> **Action item**: All lines in the records that carry the string "dress" are to be shown.

[Point-per-instance localization data]
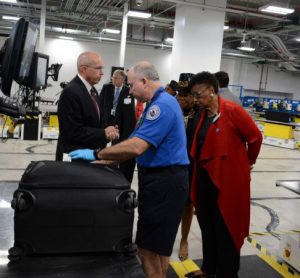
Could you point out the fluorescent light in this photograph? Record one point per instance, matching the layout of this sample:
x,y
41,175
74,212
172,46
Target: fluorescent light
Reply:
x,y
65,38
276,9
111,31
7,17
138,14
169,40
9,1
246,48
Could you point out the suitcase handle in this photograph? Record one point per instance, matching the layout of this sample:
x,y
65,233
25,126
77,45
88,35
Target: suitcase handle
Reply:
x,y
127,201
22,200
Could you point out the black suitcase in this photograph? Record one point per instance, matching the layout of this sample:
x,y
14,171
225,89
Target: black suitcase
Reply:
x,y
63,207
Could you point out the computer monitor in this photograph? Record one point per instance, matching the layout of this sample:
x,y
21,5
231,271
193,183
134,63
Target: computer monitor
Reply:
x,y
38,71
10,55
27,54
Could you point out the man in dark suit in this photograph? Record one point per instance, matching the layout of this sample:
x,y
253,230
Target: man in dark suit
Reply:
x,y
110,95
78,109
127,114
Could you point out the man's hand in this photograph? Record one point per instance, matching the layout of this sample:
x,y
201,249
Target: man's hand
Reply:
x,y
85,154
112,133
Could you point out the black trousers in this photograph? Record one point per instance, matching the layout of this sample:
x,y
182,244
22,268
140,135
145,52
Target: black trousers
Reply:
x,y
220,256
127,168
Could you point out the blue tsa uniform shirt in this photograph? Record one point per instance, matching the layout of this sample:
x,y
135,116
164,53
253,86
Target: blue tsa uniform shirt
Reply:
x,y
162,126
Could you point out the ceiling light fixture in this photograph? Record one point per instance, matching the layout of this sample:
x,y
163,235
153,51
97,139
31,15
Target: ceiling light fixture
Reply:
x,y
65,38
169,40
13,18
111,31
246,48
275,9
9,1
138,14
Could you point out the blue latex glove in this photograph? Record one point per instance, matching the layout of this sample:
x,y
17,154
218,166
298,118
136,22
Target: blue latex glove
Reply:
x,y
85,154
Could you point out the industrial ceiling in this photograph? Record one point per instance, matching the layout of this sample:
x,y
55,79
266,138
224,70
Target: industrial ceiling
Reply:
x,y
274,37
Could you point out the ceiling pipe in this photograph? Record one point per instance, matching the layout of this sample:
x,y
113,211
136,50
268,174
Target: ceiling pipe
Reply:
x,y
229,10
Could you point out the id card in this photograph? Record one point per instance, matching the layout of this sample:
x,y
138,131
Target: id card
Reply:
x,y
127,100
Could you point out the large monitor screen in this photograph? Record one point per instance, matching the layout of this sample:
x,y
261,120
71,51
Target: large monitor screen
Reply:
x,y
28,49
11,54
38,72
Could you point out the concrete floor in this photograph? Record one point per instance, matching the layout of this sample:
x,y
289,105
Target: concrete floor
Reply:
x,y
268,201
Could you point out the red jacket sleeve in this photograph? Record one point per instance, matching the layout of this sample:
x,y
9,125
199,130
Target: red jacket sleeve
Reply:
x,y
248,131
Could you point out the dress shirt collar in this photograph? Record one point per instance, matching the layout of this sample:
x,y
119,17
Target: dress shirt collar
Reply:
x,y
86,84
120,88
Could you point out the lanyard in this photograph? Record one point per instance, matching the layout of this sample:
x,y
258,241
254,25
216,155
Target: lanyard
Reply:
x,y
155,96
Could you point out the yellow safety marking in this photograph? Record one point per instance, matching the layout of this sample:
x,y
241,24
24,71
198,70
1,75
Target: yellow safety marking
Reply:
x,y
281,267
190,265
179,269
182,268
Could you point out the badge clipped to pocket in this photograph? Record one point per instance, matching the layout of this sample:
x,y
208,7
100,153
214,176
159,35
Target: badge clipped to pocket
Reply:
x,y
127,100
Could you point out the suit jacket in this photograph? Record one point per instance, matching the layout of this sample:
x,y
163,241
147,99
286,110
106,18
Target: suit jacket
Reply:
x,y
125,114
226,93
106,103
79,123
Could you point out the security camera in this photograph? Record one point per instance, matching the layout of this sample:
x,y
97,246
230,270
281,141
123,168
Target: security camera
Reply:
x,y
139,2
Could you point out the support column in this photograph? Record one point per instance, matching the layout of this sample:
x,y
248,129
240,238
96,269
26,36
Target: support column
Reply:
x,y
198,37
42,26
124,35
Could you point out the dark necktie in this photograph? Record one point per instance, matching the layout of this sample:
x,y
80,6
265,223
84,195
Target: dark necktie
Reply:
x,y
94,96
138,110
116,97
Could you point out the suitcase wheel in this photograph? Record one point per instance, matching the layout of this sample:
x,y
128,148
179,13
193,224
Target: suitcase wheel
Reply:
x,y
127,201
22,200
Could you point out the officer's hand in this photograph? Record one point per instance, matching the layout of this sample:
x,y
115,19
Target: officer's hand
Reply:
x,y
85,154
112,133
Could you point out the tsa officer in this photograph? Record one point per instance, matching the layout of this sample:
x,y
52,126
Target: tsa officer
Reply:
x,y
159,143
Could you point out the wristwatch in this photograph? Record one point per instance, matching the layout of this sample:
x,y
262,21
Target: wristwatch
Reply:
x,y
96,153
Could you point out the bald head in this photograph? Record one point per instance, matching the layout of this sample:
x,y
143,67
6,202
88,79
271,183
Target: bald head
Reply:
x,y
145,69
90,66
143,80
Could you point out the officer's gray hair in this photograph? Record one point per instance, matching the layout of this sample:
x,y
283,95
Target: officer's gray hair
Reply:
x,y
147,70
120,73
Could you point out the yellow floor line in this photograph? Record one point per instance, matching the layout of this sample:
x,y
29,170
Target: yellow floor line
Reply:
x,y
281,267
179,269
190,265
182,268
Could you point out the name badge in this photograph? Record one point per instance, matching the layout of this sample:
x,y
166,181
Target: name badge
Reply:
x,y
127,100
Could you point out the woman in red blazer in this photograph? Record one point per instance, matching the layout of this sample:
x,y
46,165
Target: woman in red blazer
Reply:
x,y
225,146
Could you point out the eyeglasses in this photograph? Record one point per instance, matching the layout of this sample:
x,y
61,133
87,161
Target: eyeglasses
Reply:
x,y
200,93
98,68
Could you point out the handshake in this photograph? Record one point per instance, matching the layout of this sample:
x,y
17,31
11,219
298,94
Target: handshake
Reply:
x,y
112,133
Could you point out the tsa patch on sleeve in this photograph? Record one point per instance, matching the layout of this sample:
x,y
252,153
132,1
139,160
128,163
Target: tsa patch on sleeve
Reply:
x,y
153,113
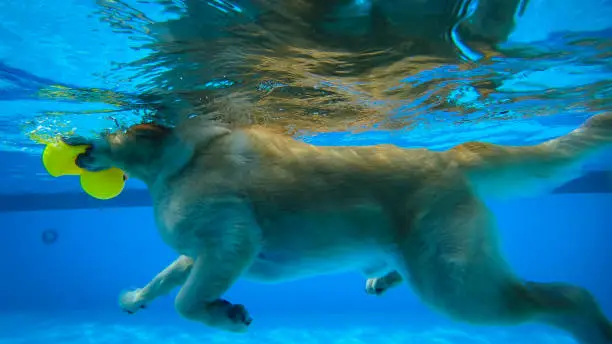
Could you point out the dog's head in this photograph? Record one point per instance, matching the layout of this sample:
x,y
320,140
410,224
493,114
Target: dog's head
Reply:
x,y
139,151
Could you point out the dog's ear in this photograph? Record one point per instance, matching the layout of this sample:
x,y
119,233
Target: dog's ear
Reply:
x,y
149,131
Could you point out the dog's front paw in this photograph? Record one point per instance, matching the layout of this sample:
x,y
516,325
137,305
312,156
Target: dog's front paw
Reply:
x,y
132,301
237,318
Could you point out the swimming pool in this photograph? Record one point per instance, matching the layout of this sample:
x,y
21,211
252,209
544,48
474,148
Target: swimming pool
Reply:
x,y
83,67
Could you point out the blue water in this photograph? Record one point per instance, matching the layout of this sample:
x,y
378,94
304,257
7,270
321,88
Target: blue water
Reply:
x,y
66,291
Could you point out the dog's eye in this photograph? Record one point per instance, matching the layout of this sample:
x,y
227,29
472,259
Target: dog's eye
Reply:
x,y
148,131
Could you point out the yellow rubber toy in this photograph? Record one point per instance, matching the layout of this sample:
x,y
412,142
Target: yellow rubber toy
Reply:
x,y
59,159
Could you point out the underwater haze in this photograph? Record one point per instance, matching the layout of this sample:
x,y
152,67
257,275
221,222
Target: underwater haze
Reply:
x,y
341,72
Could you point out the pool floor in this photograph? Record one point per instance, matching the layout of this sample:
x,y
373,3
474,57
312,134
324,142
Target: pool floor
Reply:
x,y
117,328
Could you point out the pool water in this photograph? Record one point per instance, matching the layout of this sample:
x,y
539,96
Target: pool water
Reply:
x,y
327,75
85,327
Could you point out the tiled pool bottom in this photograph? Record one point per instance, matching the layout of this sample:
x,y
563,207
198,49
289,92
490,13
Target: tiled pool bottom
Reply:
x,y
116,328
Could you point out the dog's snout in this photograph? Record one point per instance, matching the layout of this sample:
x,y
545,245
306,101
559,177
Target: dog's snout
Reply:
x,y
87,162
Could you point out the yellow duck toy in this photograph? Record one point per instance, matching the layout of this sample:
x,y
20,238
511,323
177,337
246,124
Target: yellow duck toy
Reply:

> **Exercise answer**:
Could you point out the dress shirt collar in this photograph? Record one point per instance, matching the layout of this sample:
Target: dress shirt collar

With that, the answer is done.